● **Task details**: Copy the data below word for word, but leave out the picture.

● **Available records**:
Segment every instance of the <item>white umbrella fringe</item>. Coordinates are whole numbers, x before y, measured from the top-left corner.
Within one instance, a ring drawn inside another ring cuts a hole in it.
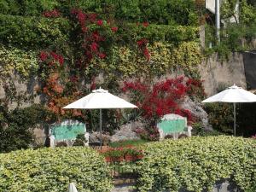
[[[201,102],[233,102],[234,136],[236,136],[236,103],[256,102],[256,95],[234,84],[231,87],[202,101]]]
[[[124,99],[108,93],[108,90],[98,89],[88,96],[64,107],[63,108],[100,109],[100,134],[102,146],[102,109],[103,108],[137,108]]]
[[[73,183],[69,183],[68,192],[78,192],[78,189]]]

● **Problem solution**:
Segment every instance of the <item>white umbrella fringe</item>. Coordinates are whole numbers, x before y, measured from the top-left corner.
Within one instance, a ring drawn inside another ring cuts a hole in it.
[[[201,102],[233,102],[234,136],[236,136],[236,103],[256,102],[256,95],[234,84],[231,87],[202,101]]]
[[[124,99],[108,93],[108,90],[98,89],[88,96],[64,107],[63,108],[100,109],[100,134],[102,146],[102,109],[103,108],[137,108]]]
[[[73,183],[69,183],[68,192],[78,192],[78,189]]]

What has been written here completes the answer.